- **Passage shown**
========================
Is it an aborted fetus, a monkey or an alien that crash-landed from space?

The Atacama Humanoid, the “alien-looking” skeleton that was found in Chile's Atacama Desert in 2003, has been found to be human, according to the new documentary film "Sirius."

Here’s the newest information to be released about the 6-inch alien-looking skeleton: Ata was a male who lived to the age of 6 or 8. It's a remarkable finding since its size looks like that of an aborted fetus, but researchers determined his age by studies of bone density and epiphyseal plates, the growing ends of bones, Chrom.com wrote.

Even though Ata looks more like an alien than a human, researchers are sure the creature is a homo sapien despite its elongated skull and nine ribs.

The discovery could be somewhat disappointing for UFO enthusiasts who were hoping Ata proved there was extra-terrestrial life.

Oscar Munoz found the remains on Oct. 19, 2003, near an abandoned church, a local Chilean newspaper wrote, when he was looking for objects with historical value in La Noria, a ghost town in the Atacama Desert. The creature was found in a white cloth container, according to the newspaper.
========================
- **Check your understanding**
• A. In the Atacama skeleton article, on what date did Oscar Munoz find the remains?
• B. Rewrite the Atacama skeleton article from "Is it an aborted" to "was extra-terrestrial life.", replacing "researchers" with "scientists".
• C. Please carry on the Atacama skeleton article from its last sentence.
The listing after this point is separate material, not part of the Atacama skeleton article.

- **Information supplied**
========================
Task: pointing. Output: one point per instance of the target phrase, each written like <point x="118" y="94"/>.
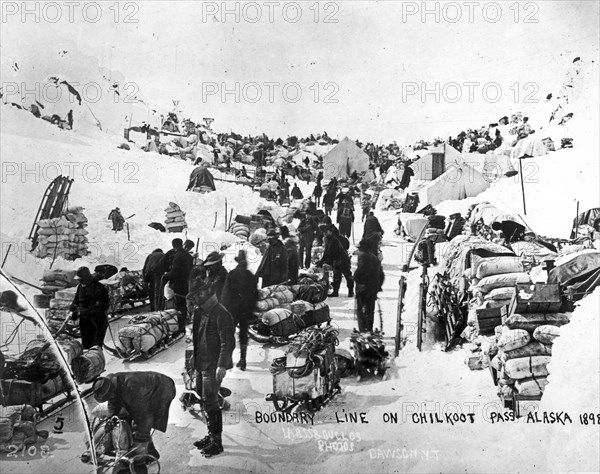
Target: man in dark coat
========================
- **Exercise responses**
• A. Oct. 19, 2003

• B.
Is it an aborted fetus, a monkey or an alien that crash-landed from space?

The Atacama Humanoid, the “alien-looking” skeleton that was found in Chile's Atacama Desert in 2003, has been found to be human, according to the new documentary film "Sirius."

Here’s the newest information to be released about the 6-inch alien-looking skeleton: Ata was a male who lived to the age of 6 or 8. It's a remarkable finding since its size looks like that of an aborted fetus, but scientists determined his age by studies of bone density and epiphyseal plates, the growing ends of bones, Chrom.com wrote.

Even though Ata looks more like an alien than a human, scientists are sure the creature is a homo sapien despite its elongated skull and nine ribs.

The discovery could be somewhat disappointing for UFO enthusiasts who were hoping Ata proved there was extra-terrestrial life.

• C.
Researchers used DNA testing to determine the creature’s species and referred to Ata as an “interesting mutation.”

“I can say with absolute certainty that it is not a monkey. It is human -- closer to human than chimpanzees. It lived to the age of six to eight,” the UK’s Daily Mail quoted Garry Nolan, director of stem cell biology at Stanford University's School of Medicine in California.

“Obviously, it was breathing, it was eating, it was metabolizing. It calls into question how big the thing might have been when it was born.

"The DNA tells the story, and we have the computational techniques that allows us to determine, in very short order, whether, in fact, this is human,” Nolan explains in the film.

“Sirius” premiered in Los Angeles for Earth Day on Monday.